Task objective => Where does the word "woman" show up in the records? Copy every line that has it.
════════════════════
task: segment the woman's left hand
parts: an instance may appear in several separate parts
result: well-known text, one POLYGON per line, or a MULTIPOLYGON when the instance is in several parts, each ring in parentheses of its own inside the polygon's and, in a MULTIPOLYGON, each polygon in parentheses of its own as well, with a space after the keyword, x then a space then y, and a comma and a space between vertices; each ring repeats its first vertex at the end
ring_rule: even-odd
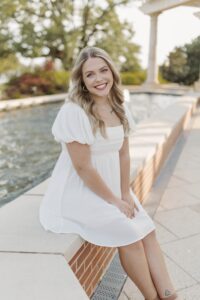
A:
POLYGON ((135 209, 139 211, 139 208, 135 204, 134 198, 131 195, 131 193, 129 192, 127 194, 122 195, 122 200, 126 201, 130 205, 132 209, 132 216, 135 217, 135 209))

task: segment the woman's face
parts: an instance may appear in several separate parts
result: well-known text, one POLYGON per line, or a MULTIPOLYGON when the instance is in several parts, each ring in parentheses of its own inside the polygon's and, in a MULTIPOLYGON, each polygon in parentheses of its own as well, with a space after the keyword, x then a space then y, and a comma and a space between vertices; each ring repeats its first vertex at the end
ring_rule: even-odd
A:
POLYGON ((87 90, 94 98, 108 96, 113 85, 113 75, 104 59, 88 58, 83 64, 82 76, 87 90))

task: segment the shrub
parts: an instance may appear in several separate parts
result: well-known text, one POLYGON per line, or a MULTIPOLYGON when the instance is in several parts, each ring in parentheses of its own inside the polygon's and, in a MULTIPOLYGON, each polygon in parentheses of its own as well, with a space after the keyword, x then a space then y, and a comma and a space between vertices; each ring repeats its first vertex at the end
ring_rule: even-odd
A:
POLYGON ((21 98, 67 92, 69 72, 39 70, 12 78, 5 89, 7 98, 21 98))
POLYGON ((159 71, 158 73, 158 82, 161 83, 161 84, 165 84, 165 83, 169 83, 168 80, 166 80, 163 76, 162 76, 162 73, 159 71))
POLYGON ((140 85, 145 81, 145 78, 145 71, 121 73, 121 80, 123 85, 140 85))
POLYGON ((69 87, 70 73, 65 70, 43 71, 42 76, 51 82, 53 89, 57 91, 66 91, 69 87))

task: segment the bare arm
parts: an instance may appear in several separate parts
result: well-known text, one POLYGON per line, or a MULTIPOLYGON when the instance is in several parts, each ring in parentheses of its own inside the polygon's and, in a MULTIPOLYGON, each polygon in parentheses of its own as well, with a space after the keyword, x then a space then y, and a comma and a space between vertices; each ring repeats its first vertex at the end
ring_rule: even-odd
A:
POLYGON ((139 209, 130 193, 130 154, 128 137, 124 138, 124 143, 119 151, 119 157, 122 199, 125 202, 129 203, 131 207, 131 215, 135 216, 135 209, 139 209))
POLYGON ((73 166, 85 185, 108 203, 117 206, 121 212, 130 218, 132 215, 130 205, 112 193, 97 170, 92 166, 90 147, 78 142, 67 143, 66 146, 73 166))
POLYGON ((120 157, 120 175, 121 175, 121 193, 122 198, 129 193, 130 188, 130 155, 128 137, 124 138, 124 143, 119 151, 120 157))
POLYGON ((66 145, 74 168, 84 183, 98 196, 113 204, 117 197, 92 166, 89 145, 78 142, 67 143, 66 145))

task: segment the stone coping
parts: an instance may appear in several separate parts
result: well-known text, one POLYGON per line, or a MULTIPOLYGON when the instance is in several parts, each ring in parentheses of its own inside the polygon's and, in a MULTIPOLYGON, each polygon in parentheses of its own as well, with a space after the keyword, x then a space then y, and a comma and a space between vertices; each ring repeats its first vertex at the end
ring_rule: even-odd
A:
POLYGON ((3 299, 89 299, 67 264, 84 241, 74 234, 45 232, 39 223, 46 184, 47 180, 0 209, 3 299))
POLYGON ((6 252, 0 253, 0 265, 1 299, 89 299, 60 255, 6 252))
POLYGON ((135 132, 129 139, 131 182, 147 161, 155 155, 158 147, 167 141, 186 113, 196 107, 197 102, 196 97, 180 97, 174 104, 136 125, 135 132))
════════════════════
Written response =>
task: segment the woman's left hand
task: segment the woman's face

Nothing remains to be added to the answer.